TEXT SECTION –
Content starts
I did a simple search at Google News just now on the word overweight, trying to find a particular story. Obviously the results will vary and what you see when you do the search will probably not look like what I saw. But it was disheartening and confusing.
Story 8: Forced To Be Fit: What About Kids?
Story 10: initiated with “overweight
I’m annoyed and confused. Depending on the article I read, I’m either more or less at risk for disease because of weight. Insurance may cost me more but I may live longer. Hospitals are preparing to accommodate bigger patients (and their visiting families) – but I didn’t see any corresponding article about airlines having a clue that Americans are larger than the length of a computer keyboard.
Being morbidly obese is not okay. It’s not healthy, and it’s not something I recommend. Being slightly overweight may not be a bad thing except it could easily tip into excessive obesity with just a few temptations or personal crises. I watched the news people fall all over themselves on the story that being a little overweight may be good for you, by countering immediately with “being fat is still unhealthy.” Well duh.
Content ends
EXTRACTED INFORMATION –
Content starts
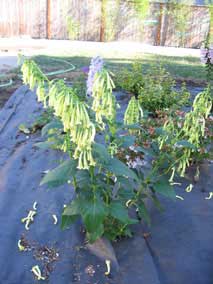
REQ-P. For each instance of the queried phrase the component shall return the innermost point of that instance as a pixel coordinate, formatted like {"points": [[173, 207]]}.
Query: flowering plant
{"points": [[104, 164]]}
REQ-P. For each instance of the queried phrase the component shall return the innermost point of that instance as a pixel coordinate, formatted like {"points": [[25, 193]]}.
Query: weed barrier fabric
Content ends
Content starts
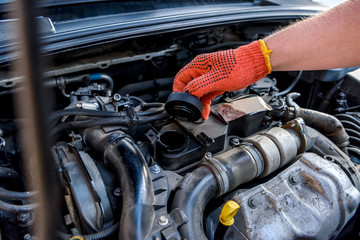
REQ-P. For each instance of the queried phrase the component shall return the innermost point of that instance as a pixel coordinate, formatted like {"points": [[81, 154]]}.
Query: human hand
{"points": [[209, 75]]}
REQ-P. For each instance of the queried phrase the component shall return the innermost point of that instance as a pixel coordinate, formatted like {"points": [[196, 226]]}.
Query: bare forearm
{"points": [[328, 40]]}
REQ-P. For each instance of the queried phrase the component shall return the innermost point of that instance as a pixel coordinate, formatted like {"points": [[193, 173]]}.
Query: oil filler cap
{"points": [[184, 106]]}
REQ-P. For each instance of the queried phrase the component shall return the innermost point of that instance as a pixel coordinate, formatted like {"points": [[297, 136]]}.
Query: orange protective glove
Content ends
Content starts
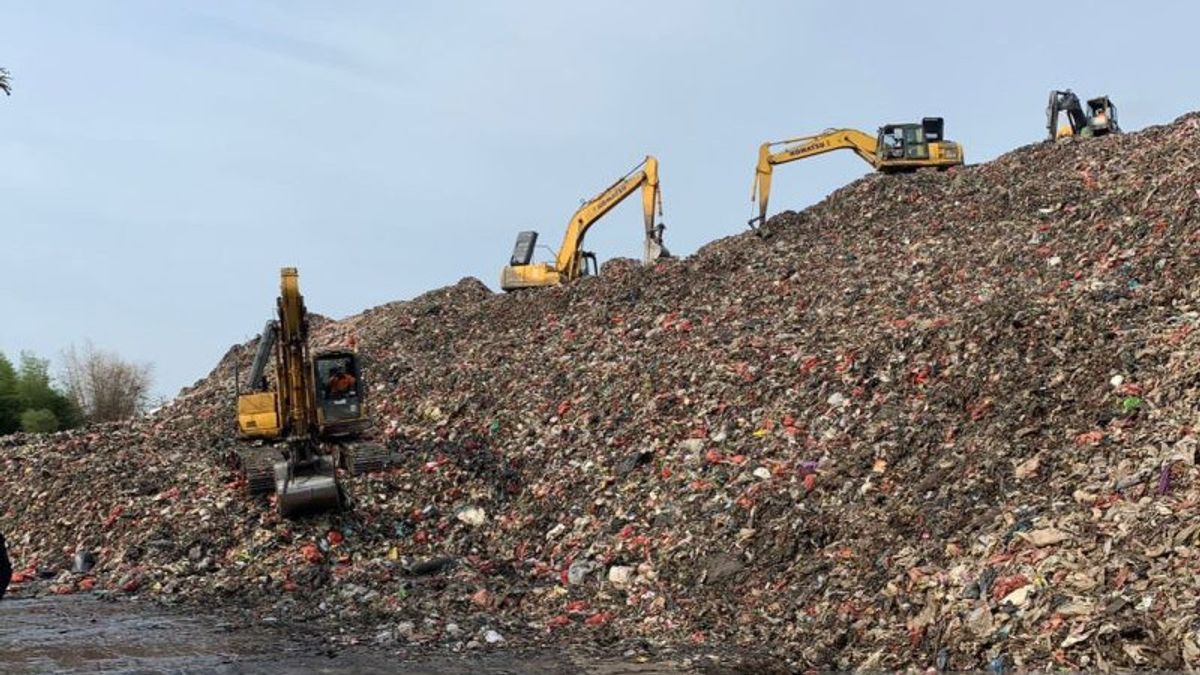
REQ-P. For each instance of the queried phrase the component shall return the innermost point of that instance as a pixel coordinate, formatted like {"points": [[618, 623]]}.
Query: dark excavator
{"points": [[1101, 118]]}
Content ends
According to the post about overweight news stories, what are hospitals preparing to do? Nothing in the listing is needed here.

SOLUTION –
Accommodate bigger patients and their visiting families.